Copy out each line featuring the string "white" from the entries beneath.

**** Dataset excerpts ****

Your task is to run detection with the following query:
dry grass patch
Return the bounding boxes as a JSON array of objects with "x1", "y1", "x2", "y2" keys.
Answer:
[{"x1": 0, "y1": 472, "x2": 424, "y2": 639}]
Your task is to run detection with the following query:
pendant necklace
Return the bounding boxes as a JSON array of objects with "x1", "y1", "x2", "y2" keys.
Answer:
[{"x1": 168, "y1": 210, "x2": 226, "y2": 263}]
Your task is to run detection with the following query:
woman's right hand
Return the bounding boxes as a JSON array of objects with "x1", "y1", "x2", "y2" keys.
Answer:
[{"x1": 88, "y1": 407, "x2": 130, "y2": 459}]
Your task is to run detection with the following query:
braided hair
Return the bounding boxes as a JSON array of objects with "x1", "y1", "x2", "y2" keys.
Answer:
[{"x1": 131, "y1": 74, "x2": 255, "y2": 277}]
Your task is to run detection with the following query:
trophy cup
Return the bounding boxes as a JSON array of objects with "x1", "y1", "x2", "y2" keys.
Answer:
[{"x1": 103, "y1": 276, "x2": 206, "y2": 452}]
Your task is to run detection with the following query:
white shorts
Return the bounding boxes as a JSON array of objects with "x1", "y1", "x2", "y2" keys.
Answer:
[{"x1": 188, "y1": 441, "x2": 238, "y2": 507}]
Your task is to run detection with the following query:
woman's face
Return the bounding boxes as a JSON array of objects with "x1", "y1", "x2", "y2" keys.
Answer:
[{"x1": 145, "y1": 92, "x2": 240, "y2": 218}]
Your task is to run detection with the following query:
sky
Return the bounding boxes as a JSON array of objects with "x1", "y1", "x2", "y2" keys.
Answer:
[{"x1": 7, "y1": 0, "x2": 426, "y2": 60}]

****
**** Dataset excerpts ****

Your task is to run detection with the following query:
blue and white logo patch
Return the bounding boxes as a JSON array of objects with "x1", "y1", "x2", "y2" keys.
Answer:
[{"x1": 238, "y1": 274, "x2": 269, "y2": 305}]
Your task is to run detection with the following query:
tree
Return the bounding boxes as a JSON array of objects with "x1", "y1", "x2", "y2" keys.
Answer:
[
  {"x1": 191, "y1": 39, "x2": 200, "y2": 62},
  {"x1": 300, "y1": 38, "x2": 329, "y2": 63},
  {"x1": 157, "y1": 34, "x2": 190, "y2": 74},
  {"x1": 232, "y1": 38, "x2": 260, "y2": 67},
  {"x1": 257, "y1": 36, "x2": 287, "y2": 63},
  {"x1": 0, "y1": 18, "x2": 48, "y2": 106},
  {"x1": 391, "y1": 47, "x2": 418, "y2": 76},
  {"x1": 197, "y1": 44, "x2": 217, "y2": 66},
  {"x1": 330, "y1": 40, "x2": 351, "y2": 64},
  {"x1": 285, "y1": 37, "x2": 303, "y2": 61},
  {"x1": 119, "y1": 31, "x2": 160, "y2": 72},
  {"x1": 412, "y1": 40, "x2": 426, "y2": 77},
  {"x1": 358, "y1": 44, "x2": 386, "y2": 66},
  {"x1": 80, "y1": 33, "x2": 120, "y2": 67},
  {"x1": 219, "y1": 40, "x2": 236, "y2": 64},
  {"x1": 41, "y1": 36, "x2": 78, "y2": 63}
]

****

**Answer box:**
white shorts
blue and white logo patch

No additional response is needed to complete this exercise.